**DESCRIPTION OF THE TASK**
The records sit below this line. Repeat all of them exactly.
== == ==
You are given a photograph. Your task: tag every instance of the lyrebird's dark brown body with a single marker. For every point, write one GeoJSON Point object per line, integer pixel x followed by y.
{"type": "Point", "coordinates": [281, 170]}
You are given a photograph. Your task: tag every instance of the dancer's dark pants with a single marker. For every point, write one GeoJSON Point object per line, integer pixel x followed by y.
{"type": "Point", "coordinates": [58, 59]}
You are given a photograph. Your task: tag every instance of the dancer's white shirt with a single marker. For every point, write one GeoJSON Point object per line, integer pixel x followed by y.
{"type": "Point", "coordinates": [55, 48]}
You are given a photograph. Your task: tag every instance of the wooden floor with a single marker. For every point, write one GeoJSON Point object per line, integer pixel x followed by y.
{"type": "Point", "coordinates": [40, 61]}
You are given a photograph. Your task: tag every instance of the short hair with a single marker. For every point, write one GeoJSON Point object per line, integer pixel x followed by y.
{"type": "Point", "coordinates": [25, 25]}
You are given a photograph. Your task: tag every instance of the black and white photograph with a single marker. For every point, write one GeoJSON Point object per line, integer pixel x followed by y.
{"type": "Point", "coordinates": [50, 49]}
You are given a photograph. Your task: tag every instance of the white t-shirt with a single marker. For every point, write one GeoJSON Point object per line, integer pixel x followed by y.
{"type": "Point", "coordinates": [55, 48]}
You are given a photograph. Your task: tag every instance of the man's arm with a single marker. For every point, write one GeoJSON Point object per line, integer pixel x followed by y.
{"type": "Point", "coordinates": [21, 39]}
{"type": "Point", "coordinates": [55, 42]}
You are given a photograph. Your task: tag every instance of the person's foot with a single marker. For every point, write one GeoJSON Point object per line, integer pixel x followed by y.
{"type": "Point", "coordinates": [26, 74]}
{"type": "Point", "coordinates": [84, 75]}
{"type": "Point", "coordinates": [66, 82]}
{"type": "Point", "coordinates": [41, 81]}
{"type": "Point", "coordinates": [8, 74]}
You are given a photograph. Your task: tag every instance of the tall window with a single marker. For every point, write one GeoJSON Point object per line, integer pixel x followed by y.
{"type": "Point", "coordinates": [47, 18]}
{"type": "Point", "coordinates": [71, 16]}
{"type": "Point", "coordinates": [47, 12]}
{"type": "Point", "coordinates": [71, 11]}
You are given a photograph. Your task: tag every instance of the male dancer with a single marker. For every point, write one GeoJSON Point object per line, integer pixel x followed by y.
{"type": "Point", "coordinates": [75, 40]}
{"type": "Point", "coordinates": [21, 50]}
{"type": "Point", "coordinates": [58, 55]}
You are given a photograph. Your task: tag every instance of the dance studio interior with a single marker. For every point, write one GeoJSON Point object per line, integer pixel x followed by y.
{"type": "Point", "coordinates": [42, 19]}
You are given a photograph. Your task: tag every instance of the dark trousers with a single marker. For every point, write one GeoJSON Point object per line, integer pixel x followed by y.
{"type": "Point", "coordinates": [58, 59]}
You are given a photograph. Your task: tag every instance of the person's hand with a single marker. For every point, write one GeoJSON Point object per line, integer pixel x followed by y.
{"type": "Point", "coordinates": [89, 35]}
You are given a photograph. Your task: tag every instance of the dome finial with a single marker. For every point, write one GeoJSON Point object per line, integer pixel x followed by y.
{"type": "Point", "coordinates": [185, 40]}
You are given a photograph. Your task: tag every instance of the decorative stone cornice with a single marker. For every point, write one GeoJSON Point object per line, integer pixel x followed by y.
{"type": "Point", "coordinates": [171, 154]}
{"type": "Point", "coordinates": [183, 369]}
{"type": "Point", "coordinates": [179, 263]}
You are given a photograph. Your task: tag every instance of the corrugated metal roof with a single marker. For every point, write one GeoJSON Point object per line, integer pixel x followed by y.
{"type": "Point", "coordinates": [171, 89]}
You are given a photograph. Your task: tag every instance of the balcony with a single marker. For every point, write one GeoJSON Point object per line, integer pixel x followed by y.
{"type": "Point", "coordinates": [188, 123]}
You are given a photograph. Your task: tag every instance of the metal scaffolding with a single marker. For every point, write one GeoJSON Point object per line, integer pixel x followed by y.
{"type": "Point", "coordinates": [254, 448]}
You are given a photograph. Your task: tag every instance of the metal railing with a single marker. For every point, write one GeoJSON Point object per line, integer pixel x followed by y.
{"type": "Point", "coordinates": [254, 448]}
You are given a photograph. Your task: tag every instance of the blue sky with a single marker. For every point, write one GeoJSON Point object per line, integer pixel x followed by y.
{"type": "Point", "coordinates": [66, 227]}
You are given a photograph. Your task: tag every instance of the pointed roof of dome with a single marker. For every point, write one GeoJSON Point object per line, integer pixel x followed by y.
== == ==
**WRITTEN REPLY**
You are given a photograph. Your task: tag every instance of the lyrebird's dark brown body with a single marker. For every point, write one GeoJSON Point object per line, integer pixel x followed by y.
{"type": "Point", "coordinates": [281, 170]}
You are given a photograph. Your task: tag every instance of the dancer's dark pants with a single marker. For every point, write one GeoJSON Point object per line, integer pixel x followed by y.
{"type": "Point", "coordinates": [58, 59]}
You are given a photograph. Your task: tag every instance of the dancer's white shirt with a single marker. For every point, write one GeoJSON Point object per line, integer pixel x followed by y.
{"type": "Point", "coordinates": [55, 48]}
You are given a photograph. Your task: tag every instance of the wooden floor with a single marker. For every point, write one GeoJSON Point object per line, integer pixel x followed by y.
{"type": "Point", "coordinates": [40, 61]}
You are given a photograph. Your task: tag every instance of the short hair with a single marker. For every point, write one GeoJSON Point object per line, integer pixel x followed by y.
{"type": "Point", "coordinates": [25, 25]}
You are given a photograph. Your task: tag every instance of the black and white photograph with a single marker. For every point, write one GeoJSON Point object per line, integer pixel x followed by y.
{"type": "Point", "coordinates": [50, 49]}
You are given a photograph. Your task: tag every instance of the white t-shirt with a single marker. For every point, write one GeoJSON Point object per line, integer pixel x followed by y.
{"type": "Point", "coordinates": [55, 48]}
You are given a photograph. Your task: tag every instance of the man's arm with a single marker. For every point, write one GeoJSON Point object per line, integer pixel x followed by y.
{"type": "Point", "coordinates": [21, 39]}
{"type": "Point", "coordinates": [55, 42]}
You are given a photograph. Your task: tag every instance of the person's foot with a single marker. For every point, write one GeoJSON Point object per line, integer pixel x followed by y.
{"type": "Point", "coordinates": [26, 74]}
{"type": "Point", "coordinates": [84, 75]}
{"type": "Point", "coordinates": [66, 82]}
{"type": "Point", "coordinates": [41, 81]}
{"type": "Point", "coordinates": [8, 74]}
You are given a photograph. Your task: tag every instance of the tall window with a single marker. For every point, write one GeoJSON Point object per line, integer pixel x followed by y.
{"type": "Point", "coordinates": [47, 18]}
{"type": "Point", "coordinates": [71, 16]}
{"type": "Point", "coordinates": [47, 12]}
{"type": "Point", "coordinates": [71, 11]}
You are given a photograph. Your task: tag every instance of the male dancer with a single marker. For every point, write one GeoJSON Point object per line, integer pixel x followed by y.
{"type": "Point", "coordinates": [75, 40]}
{"type": "Point", "coordinates": [21, 50]}
{"type": "Point", "coordinates": [58, 55]}
You are given a photograph. Your task: tag every instance of the dance studio interior with a single marker. For every point, write one GeoJSON Point object per line, integer pixel x followed by y.
{"type": "Point", "coordinates": [42, 19]}
You are given a photograph. Your task: tag every instance of the dark trousers with a single marker. For every point, write one GeoJSON Point object per line, integer pixel x followed by y.
{"type": "Point", "coordinates": [58, 59]}
You are given a photograph. Your task: tag every instance of the person's hand with a single marker. For every point, write one GeoJSON Point object per line, integer pixel x followed by y.
{"type": "Point", "coordinates": [89, 35]}
You are given a photograph. Your task: tag every instance of the dome finial with a single marker. For every point, write one GeoJSON Point object per line, integer pixel x followed by y.
{"type": "Point", "coordinates": [185, 40]}
You are given a photograph. Your task: tag every instance of the decorative stone cornice with a single marker. For every point, write one GeoJSON Point object per line, integer pixel x followed by y.
{"type": "Point", "coordinates": [171, 154]}
{"type": "Point", "coordinates": [183, 369]}
{"type": "Point", "coordinates": [179, 263]}
You are given a photograph. Your task: tag every instance of the corrugated metal roof with a single marker. For every point, write one GeoJSON Point object per line, integer pixel x followed by y.
{"type": "Point", "coordinates": [171, 89]}
You are given a photograph. Your task: tag every instance of the balcony with a single marker. For every point, write one GeoJSON Point object per line, integer pixel x followed by y.
{"type": "Point", "coordinates": [188, 123]}
You are given a photograph. Your task: tag every instance of the metal scaffolding with a single marker. For every point, write one GeoJSON Point object per line, integer pixel x followed by y.
{"type": "Point", "coordinates": [254, 448]}
You are given a photograph. Your task: tag every instance of the metal railing with a single marker. For every point, write one GeoJSON Point object per line, integer pixel x followed by y.
{"type": "Point", "coordinates": [254, 448]}
You are given a photograph. Your task: tag every instance of the blue sky with a single marker. For every point, write one GeoJSON Point object per line, integer pixel x followed by y.
{"type": "Point", "coordinates": [66, 227]}
You are given a photograph. Your task: tag every instance of the pointed roof of dome with a single marker. For every point, write one GeoJSON Point object per line, integer pixel x followed by y.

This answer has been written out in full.